▶ Work required
With all images left out, restate the records below exactly as written.

▶ Data provided
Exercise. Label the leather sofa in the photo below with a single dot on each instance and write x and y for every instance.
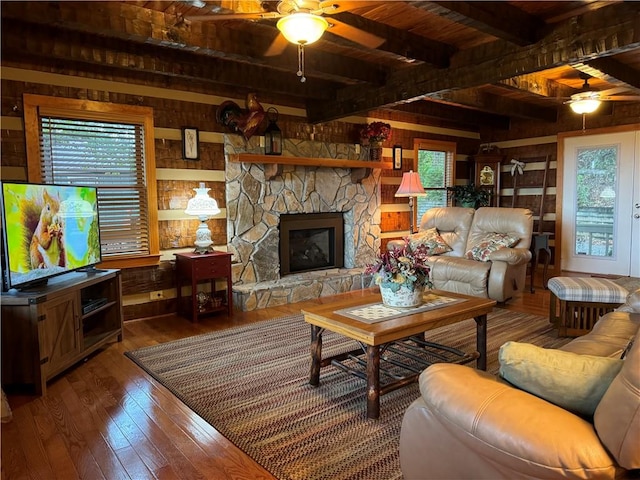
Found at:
(462, 228)
(469, 424)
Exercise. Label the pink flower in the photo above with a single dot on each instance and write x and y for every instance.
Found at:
(376, 132)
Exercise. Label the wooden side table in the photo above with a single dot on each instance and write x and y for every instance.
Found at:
(539, 243)
(195, 268)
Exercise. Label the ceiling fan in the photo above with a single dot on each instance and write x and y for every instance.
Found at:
(302, 22)
(588, 100)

▶ Task answer
Exercise. Label the leather sofa in the photo below with a single dot on each instance and write x and y for every instance.
Found at:
(462, 228)
(469, 424)
Exercise. Label the pink flower in the photo above with a single dot on each instance and write x and y for every instance.
Found at:
(376, 132)
Exercise. Label the wooden side table in the photo above with a single dot on each instance and write x and y for every instance.
Found at:
(539, 243)
(195, 268)
Exercise. Label the ceiling fan in the photo above with a single dot on each instance and write x and y for every instance.
Found at:
(302, 22)
(588, 100)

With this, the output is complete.